> TO BE DONE
Copy out the lines from the one containing "dried fruit piece" through the one containing "(1004, 698)", inclusive, with "planogram log" changed to "shelf report" and nothing else altered.

> DATASET EXCERPTS
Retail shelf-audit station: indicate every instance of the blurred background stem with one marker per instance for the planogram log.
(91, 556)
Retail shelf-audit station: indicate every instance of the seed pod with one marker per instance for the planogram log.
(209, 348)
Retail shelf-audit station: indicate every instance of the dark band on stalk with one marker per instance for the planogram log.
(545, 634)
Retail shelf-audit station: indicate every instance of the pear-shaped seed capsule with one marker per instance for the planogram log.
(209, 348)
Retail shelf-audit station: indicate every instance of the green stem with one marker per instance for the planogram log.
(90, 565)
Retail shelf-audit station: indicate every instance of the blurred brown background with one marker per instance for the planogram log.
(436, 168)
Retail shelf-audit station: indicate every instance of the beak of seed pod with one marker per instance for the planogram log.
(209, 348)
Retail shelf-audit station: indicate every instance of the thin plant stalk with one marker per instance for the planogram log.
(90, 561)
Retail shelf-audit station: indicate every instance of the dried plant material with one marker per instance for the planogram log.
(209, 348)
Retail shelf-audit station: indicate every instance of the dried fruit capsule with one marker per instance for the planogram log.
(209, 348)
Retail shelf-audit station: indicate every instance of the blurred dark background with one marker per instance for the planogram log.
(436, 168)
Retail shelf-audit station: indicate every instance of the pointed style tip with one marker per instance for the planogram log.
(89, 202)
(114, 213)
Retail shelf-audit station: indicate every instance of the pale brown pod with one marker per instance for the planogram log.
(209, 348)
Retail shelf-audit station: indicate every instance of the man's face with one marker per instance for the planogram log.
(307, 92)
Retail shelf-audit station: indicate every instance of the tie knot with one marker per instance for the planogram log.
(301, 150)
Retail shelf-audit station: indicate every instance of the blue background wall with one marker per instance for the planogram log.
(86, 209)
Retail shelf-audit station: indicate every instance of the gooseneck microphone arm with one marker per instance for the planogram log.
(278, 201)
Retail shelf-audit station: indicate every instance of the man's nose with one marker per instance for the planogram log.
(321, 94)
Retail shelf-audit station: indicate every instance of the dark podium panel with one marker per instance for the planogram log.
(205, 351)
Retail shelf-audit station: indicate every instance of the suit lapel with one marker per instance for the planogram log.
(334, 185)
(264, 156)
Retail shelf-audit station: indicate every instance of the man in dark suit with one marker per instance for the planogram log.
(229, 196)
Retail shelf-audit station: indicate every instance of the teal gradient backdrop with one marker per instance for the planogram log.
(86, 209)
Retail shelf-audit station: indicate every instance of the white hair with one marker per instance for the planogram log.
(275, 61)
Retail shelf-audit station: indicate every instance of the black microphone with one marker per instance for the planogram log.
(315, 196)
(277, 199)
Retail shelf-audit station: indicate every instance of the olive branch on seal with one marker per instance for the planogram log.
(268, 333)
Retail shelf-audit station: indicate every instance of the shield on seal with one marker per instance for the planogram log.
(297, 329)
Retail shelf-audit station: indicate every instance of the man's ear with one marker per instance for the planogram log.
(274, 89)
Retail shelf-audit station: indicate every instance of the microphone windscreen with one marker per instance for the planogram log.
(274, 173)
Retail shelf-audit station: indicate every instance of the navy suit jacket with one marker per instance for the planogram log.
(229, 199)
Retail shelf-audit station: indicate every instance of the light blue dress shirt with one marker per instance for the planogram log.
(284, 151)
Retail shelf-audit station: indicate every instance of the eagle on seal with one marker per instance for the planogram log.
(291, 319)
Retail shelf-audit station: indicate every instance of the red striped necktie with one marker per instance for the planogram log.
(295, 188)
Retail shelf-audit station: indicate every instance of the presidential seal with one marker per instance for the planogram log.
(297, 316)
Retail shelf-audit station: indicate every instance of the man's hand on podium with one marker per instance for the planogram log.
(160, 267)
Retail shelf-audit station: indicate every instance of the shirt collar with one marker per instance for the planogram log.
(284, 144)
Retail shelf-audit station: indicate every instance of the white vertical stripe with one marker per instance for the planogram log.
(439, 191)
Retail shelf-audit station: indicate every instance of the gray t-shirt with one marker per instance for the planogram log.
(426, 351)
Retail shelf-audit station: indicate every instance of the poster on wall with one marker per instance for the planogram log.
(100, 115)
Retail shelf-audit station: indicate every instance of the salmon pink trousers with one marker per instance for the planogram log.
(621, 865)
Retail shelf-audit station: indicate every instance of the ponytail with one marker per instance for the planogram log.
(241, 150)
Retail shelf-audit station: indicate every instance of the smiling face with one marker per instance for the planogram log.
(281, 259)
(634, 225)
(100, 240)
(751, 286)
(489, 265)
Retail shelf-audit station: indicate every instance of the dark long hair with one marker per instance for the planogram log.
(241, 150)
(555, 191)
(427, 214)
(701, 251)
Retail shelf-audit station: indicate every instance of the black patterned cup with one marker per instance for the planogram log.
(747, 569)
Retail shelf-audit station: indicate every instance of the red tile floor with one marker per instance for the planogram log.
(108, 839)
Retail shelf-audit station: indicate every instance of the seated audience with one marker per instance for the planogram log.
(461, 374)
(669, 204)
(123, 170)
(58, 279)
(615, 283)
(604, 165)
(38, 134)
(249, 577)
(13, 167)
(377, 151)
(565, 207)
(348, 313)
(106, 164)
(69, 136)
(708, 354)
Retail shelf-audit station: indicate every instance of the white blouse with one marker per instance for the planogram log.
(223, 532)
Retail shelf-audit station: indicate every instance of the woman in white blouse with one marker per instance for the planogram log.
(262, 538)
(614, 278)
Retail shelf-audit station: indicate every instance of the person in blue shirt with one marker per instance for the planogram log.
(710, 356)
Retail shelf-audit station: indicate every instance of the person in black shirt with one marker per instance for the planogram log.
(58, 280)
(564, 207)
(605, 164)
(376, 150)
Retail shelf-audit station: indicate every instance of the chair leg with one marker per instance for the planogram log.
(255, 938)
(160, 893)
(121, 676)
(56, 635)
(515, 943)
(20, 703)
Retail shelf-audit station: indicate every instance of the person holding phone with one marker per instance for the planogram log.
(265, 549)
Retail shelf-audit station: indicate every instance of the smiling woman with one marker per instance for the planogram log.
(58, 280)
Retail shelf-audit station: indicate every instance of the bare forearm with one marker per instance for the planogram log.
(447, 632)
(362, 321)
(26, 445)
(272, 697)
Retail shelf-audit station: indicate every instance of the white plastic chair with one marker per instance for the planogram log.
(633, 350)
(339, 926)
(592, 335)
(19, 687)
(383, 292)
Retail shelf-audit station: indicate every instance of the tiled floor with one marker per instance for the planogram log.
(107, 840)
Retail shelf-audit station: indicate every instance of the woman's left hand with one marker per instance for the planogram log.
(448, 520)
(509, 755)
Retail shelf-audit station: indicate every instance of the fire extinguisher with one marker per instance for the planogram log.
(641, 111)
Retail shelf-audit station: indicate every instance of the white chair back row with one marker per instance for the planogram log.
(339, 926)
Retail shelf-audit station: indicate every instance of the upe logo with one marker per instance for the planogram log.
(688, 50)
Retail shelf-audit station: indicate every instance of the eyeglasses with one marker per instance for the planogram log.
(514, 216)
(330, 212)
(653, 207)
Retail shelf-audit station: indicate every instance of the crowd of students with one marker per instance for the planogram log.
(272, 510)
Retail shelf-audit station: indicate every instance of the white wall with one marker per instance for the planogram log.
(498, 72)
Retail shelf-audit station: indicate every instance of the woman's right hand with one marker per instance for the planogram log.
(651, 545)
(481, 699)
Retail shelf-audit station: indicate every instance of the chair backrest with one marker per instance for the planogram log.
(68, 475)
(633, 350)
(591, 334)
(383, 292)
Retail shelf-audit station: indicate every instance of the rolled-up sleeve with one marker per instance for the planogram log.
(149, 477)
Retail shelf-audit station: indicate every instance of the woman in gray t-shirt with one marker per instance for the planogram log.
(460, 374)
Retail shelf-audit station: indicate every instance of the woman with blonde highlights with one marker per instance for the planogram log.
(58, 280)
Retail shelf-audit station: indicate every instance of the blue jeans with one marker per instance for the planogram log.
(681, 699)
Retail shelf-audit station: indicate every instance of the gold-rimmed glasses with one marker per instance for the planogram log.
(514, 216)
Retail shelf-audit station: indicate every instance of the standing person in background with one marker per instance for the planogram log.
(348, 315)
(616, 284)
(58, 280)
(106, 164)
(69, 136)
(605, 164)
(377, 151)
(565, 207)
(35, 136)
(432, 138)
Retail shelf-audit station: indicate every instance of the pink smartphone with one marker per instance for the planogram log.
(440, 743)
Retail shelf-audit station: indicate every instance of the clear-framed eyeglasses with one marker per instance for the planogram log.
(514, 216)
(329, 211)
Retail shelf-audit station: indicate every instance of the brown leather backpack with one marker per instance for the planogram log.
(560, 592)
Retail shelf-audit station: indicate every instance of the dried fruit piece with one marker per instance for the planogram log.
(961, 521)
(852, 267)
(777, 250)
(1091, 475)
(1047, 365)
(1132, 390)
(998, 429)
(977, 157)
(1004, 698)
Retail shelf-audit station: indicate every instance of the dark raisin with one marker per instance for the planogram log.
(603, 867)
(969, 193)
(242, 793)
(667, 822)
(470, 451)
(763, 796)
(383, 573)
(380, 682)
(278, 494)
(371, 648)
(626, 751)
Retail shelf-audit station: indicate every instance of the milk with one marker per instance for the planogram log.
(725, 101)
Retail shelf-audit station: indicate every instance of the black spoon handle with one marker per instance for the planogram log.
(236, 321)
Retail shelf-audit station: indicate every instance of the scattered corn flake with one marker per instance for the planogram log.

> TASK ANSWER
Retail shelf-audit station: indicate every instance of the dried fruit piece with one marker per instance for the shelf report.
(961, 521)
(852, 267)
(777, 250)
(1091, 475)
(1047, 365)
(1132, 390)
(998, 429)
(977, 157)
(1004, 698)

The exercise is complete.